Pick out every line of the material below that contains the string "spider" and copy each of those lines. Case counts when matching.

Rows from a pointing dataset:
** Begin **

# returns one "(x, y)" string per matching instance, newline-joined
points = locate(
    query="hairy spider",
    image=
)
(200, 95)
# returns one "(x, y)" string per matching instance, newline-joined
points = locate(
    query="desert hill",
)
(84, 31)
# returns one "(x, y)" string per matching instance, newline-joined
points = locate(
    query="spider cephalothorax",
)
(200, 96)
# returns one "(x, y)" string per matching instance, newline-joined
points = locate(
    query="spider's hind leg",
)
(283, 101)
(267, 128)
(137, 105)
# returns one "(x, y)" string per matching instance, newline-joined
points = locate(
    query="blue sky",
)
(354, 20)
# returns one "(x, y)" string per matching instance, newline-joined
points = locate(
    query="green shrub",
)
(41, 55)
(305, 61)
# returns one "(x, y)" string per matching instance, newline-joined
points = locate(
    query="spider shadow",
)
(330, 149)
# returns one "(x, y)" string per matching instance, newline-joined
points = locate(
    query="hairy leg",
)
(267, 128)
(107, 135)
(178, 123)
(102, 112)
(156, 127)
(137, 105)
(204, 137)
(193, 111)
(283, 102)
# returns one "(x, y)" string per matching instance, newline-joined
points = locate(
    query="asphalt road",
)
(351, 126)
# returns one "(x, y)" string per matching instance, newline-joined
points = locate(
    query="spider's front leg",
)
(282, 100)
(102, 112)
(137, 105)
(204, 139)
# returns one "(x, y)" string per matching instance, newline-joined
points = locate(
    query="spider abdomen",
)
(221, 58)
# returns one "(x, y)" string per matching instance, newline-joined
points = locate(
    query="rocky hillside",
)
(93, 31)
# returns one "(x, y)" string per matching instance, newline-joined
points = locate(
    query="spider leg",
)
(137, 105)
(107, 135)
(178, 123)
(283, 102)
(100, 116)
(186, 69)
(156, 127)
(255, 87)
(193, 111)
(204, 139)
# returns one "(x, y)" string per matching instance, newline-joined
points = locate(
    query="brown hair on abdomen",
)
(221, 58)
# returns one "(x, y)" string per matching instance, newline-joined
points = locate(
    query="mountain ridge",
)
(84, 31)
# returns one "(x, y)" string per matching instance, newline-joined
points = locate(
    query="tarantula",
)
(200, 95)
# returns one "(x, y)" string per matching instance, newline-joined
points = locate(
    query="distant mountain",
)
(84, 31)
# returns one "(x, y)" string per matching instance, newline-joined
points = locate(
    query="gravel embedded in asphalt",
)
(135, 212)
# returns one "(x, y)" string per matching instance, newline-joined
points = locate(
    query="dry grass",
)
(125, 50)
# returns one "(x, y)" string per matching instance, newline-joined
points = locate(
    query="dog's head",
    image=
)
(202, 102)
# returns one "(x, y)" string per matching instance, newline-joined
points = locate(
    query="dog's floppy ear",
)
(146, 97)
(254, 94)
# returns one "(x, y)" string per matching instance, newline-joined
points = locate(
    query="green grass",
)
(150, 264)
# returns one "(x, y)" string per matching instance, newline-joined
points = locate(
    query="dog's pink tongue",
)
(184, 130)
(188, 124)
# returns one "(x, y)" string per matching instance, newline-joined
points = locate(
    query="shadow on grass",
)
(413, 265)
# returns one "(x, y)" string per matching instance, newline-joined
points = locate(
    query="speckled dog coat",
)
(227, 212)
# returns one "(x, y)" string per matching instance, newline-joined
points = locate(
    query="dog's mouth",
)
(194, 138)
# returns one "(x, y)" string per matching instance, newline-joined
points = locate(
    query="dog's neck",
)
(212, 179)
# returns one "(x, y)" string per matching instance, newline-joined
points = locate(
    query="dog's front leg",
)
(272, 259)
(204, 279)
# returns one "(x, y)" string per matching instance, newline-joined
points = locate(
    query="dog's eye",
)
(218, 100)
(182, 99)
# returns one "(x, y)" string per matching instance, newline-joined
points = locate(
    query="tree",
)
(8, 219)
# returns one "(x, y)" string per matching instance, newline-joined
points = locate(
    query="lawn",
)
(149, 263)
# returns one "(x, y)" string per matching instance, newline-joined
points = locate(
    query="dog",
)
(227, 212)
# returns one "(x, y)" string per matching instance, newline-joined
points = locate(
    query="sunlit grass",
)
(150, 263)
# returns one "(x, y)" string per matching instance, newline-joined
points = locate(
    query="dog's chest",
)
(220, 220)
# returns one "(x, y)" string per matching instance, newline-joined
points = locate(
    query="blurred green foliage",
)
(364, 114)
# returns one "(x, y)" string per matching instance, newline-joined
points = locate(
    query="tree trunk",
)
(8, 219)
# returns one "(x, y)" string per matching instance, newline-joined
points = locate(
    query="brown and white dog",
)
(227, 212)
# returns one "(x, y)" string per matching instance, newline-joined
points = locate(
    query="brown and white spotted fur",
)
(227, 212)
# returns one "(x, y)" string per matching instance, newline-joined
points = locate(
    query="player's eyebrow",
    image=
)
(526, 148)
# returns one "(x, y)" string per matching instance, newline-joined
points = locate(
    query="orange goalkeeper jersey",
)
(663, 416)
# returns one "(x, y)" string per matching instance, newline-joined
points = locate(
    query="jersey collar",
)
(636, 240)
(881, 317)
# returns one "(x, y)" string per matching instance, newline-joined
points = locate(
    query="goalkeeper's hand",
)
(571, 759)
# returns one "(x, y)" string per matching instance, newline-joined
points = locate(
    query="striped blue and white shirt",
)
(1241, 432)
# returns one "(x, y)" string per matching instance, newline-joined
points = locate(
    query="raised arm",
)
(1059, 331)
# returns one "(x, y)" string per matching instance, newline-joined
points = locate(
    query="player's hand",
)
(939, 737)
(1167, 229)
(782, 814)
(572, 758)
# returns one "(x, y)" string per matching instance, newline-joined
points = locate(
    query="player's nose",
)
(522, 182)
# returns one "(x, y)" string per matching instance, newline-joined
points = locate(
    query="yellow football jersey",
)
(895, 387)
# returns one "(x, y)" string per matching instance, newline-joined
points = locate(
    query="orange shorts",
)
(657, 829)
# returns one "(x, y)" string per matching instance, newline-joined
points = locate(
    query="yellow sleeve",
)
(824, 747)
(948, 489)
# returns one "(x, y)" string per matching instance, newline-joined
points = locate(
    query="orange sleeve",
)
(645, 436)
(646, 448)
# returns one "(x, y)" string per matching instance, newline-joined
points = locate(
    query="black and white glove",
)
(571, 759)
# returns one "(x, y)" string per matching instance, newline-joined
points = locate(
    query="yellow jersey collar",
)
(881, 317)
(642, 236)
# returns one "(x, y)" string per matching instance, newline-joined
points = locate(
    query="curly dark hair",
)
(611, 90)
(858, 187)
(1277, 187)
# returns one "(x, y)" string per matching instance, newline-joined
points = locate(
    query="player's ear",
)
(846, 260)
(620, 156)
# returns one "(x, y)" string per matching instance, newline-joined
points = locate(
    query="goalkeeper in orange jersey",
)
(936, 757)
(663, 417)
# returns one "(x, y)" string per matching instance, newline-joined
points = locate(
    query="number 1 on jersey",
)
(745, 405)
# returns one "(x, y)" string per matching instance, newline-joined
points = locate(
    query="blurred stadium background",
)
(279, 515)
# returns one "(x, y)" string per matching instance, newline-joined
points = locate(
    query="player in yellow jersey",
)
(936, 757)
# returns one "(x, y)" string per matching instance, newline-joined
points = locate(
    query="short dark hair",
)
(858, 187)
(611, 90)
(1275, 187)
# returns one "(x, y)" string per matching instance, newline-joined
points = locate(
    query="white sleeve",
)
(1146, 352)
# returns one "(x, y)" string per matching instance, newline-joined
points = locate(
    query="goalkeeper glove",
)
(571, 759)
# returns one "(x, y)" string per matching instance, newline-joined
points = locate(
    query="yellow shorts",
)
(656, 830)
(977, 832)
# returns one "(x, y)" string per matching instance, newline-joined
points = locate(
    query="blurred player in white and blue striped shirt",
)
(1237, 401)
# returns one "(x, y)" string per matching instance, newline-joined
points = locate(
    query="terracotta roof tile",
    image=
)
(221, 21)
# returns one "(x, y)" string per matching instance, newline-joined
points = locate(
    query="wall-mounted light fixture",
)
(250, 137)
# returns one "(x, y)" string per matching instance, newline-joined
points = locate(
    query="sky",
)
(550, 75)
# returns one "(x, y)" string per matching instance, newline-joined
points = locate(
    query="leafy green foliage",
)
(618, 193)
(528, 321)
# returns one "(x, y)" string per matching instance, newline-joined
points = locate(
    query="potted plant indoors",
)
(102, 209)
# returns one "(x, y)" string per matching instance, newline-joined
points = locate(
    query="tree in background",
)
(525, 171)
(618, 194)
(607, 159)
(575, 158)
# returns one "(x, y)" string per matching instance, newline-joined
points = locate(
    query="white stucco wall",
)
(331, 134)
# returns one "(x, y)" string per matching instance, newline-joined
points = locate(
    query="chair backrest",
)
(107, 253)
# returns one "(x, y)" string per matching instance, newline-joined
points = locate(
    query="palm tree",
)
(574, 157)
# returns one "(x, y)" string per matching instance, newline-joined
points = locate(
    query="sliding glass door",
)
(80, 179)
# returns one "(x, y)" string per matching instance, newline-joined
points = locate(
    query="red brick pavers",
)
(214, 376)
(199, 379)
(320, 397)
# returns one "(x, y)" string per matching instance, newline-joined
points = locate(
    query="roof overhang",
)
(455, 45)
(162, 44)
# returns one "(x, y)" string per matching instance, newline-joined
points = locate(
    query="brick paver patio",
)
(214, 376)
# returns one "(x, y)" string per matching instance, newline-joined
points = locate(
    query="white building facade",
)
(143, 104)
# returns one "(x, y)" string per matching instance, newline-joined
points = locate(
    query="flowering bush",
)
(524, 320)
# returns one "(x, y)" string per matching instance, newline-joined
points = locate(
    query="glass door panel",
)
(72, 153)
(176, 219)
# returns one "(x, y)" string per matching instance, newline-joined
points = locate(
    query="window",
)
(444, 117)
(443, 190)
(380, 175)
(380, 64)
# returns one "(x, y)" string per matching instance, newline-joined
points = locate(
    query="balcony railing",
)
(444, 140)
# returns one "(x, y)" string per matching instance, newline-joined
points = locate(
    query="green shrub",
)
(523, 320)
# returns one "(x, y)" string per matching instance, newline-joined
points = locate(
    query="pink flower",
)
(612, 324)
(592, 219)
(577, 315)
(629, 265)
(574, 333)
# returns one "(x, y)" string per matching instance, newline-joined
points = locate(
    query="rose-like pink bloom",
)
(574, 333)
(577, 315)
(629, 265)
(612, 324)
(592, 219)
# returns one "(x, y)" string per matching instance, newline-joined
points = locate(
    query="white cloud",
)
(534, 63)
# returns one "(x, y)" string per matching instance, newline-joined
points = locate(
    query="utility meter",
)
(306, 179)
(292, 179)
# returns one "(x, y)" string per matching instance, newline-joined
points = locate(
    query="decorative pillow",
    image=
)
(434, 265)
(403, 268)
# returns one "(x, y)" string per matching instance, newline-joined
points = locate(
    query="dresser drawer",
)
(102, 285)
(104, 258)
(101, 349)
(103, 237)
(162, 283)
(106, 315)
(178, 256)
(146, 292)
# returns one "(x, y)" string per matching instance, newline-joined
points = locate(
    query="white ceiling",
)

** End **

** Answer to this exercise **
    query="hairy spider",
    query="spider cephalothorax",
    query="spider's hind leg",
    query="spider shadow",
    query="spider's front leg",
    query="spider abdomen",
    query="spider leg",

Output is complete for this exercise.